##### SOURCE EXTRACT

Yet another preferred embodiment of the present invention involves
a composition of a post-CMP storage liquid comprising water, a
surfactant and a passivation agent.
[0021] Yet another preferred embodiment of the present invention
involves a method for post-CMP cleaning of semiconductor substrates
that uses a surfactant, preferably in a liquid and with the
application of a mechanical force. Yet another preferred embodiment
of the present invention involves a composition of a post-CMP
cleaning liquid comprising water, a surfactant and a passivation
agent.
BRIEF DESCRIPTION OF THE DRAWINGS
[0022] For a more detailed description of the present invention,
reference will now be made to the accompanying drawings,
wherein:
[0023] FIG. 1 depicts a wafer in a CMP apparatus comprising a
platen and a wafer carrier;
[0024] FIG. 2 depicts the chemical structure of benzotriazole;
and
[0025] FIGS. 3A-3D depicts the cross-section of a wafer during
various stages of a multi-step CMP process.
DETAILED DESCRIPTION OF PREFERRED EMBODIMENTS
[0026] In the manufacture of integrated circuits, wafer surface
planarity and quality are of extreme importance. In order to
achieve the degree of planarity required to produce ultra-high
density integrated circuits, CMP processes are being employed. In
general, CMP involves pressing a semiconductor wafer against a
moving polishing surface that is wetted with a chemically reactive,
abrasive slurry. Conventional slurries are either acidic or basic,
and generally contain either fumed or colloidal alumina, silica,
zirconium oxide, magnesium oxide, or cerium oxide abrasive
particles. The polishing surface usually is a planar pad made of a
relatively soft, porous material such as polyurethane.
[0027] The term "semiconductor substrate" as used herein refers to
a substrate comprised of a semiconductor material upon which an
integrated circuit is being, will be or has been constructed.
Typically, the substrate is in the form of a thin, circular wafer.
A variety of semiconductor materials are used in semiconductor
processing such as silicon and gallium arsenide. Furthermore, other
semiconductor materials exist and may be amenable to the methods
and compositions disclosed herein. Therefore, without limiting the
scope of the present invention, the preferred embodiments of the
present invention involve a semiconductor substrate comprised of
silicon. More preferably, the semiconductor substrate is a
single-crystal silicon wafer. Furthermore, the term "semiconductor
substrate" also encompasses a substrate comprised of a
semiconductor upon which other materials have been deposited.
[0028] The term "surface material" as used herein refers to a
material located at the surface of a semiconductor substrate.
Because integrated circuits processing involves the deposition of
patterned thin films on the semiconductor substrate, there will
frequently be two or more surface materials on a semiconductor
substrate. Consequently, references herein to "surface material"
are not intended to imply a single surface material and instead
refer to one or more particular surface materials.
[0029] The semiconductor processing industry has generally
determined that barrier materials facilitate the construction of
high-yield, high-reliability copper interconnects. As used herein,
the term "barrier layer" is a layer disposed between two layers
that prevent one layer from contaminating the other layer and vice
versa. Barrier layers may be deposited by any manner over the
surface of the semiconductor substrate and may be any other region
that functions to protect one layer from an otherwise adjacent
layer or vice versa. Barrier layers generally used in the
semiconductor industry include, for example, tantalum nitride,
titanium nitride, titanium/tungsten, tungsten, tantalum, composites
thereof, and the like. Preferably, barrier layers are comprised of
tantalum nitride when copper metallization is used. The barrier
layer may be of any appropriate thickness. Preferably, the barrier
layer is a few tens of angstroms to several hundred angstroms in
thickness.

##########

◆ SHORT PROBLEM A ◆
According to the CMP text, what is the polishing surface usually made of?
The CMP text above and the records that follow were taken from unrelated sources.

##### RAW RECORDS

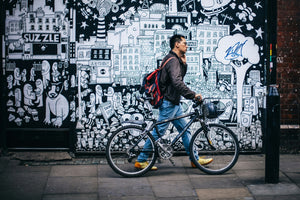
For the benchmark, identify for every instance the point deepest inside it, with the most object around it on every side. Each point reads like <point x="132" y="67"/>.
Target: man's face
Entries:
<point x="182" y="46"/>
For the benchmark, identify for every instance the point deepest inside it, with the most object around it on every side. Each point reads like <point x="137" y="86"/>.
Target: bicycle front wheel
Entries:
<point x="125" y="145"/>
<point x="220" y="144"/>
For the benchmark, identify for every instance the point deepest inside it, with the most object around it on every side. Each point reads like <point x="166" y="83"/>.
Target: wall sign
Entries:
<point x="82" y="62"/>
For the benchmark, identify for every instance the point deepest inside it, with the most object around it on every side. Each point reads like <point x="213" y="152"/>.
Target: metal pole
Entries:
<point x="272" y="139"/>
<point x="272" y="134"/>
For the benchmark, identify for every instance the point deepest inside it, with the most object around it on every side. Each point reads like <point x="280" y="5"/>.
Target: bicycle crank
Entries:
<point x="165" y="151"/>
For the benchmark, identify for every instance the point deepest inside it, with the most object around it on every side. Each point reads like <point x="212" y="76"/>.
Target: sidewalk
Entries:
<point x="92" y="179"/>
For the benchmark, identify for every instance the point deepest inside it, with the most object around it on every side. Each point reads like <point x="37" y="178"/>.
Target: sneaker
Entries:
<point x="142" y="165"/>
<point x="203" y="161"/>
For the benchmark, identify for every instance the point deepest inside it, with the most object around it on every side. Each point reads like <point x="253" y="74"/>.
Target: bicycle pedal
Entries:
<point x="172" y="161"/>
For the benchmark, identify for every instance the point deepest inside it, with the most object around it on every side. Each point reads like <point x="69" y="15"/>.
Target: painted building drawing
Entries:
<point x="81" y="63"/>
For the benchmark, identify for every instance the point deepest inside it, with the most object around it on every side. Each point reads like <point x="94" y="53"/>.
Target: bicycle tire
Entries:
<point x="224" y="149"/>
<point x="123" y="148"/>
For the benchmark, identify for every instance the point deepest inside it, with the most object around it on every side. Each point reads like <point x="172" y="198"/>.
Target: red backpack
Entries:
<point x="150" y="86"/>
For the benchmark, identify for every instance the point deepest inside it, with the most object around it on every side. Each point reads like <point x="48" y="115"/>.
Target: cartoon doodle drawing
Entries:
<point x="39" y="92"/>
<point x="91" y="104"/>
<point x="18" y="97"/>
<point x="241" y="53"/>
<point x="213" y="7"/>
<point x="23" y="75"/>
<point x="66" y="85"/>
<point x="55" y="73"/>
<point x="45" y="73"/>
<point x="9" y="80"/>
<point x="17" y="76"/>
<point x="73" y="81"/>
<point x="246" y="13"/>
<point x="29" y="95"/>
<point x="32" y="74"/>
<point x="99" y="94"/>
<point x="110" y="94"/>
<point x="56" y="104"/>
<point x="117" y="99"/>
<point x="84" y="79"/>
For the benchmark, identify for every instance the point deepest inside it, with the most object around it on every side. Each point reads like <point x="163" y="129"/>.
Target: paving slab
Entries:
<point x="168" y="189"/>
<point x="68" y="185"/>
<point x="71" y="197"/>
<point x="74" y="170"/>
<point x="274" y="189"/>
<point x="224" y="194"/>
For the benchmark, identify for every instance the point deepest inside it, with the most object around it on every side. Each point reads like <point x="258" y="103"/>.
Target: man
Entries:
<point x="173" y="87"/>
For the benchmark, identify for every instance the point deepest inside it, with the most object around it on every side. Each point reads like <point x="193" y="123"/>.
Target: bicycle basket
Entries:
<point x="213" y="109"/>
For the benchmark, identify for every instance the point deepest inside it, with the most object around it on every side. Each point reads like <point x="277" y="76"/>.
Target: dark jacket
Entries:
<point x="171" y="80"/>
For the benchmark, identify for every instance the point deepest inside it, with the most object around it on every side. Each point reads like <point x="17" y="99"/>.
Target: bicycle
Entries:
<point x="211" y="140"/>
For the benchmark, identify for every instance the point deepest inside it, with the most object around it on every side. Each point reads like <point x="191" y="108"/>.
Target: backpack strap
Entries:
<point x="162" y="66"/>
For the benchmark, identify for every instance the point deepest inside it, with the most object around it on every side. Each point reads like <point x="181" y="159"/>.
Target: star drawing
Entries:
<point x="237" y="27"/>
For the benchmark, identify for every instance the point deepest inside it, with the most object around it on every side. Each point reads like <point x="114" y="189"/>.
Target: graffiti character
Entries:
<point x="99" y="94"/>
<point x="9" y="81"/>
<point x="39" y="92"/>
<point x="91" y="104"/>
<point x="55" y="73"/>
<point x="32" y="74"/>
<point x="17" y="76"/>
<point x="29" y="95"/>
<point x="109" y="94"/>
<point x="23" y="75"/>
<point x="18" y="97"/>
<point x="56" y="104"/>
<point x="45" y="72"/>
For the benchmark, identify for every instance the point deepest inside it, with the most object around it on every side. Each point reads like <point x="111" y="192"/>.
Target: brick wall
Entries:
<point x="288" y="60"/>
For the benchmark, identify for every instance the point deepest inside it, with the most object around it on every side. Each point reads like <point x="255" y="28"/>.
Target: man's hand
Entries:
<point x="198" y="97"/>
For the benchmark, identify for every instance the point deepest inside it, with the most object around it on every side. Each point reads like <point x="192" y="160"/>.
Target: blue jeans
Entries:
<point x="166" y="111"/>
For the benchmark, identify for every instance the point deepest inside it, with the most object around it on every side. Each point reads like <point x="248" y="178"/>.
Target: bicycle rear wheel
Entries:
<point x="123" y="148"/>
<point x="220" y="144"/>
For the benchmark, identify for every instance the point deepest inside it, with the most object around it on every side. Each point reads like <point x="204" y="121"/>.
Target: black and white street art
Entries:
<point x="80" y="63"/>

##########

◆ SHORT PROBLEM B ◆
Count the lines of the records that contain the word "wheel", and reply with that number only.

◆ SOLUTION A ◆
A planar pad made of a relatively soft, porous material such as polyurethane.

◆ SOLUTION B ◆
2